» Aim: Which lines in the records below contain the word "stone"? Pick out each of them and copy it in full.

» Data shown:
────

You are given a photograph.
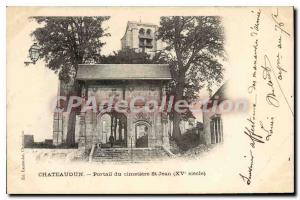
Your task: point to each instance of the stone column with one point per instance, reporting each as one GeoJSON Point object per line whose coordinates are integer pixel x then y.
{"type": "Point", "coordinates": [82, 131]}
{"type": "Point", "coordinates": [164, 120]}
{"type": "Point", "coordinates": [82, 136]}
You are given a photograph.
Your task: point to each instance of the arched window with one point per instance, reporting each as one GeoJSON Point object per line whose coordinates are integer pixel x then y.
{"type": "Point", "coordinates": [148, 31]}
{"type": "Point", "coordinates": [142, 31]}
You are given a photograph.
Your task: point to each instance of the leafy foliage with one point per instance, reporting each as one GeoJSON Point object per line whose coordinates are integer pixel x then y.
{"type": "Point", "coordinates": [66, 42]}
{"type": "Point", "coordinates": [194, 51]}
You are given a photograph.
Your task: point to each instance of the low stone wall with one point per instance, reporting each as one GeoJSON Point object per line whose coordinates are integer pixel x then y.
{"type": "Point", "coordinates": [54, 154]}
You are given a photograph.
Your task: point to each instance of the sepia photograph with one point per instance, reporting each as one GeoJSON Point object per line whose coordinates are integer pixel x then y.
{"type": "Point", "coordinates": [150, 100]}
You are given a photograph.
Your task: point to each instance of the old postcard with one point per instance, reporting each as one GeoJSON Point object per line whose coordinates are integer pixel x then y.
{"type": "Point", "coordinates": [150, 100]}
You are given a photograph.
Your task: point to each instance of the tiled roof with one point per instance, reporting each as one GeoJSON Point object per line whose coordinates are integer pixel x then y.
{"type": "Point", "coordinates": [123, 72]}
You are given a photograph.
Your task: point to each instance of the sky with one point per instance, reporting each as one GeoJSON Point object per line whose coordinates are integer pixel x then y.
{"type": "Point", "coordinates": [31, 96]}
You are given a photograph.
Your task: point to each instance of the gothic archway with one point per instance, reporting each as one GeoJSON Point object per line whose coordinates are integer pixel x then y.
{"type": "Point", "coordinates": [113, 124]}
{"type": "Point", "coordinates": [142, 131]}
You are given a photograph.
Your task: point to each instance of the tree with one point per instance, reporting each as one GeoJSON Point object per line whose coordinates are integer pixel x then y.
{"type": "Point", "coordinates": [66, 42]}
{"type": "Point", "coordinates": [194, 51]}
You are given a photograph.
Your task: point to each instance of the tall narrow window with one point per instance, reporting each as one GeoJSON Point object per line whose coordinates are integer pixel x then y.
{"type": "Point", "coordinates": [216, 128]}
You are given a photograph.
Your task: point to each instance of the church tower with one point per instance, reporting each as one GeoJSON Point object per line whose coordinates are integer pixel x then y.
{"type": "Point", "coordinates": [141, 37]}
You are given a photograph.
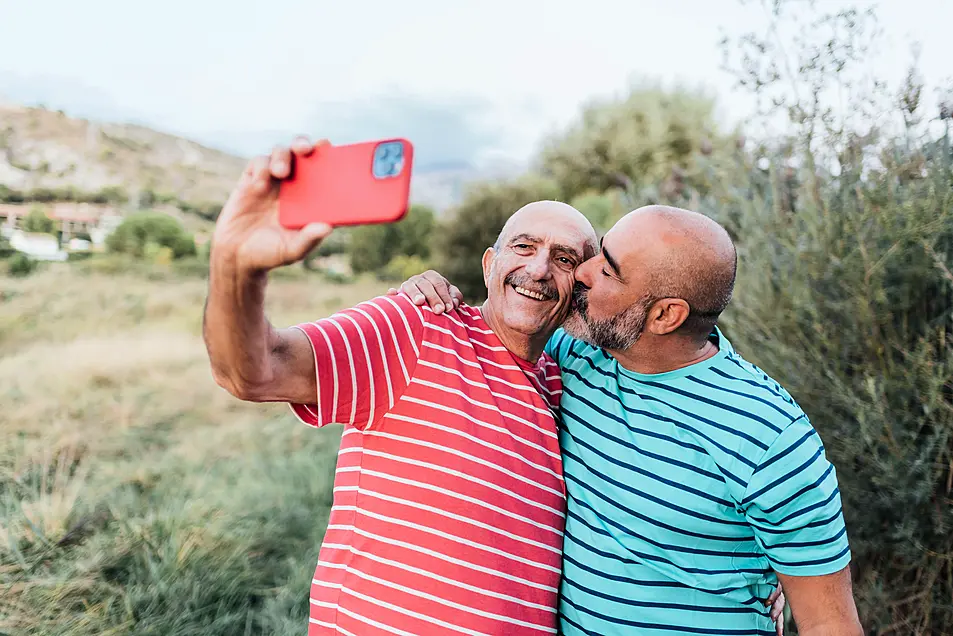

────

» Exercise response:
Your task: point to each instance of the stone column with one point per instance, reporting each as one GeoJSON Point object per line whose coordinates are integer pixel x then y.
Your task: point to each instance of the low stone wall with one point per instance, reporting each as one GeoJSON Point object per line whose coordinates are integer pixel x then y.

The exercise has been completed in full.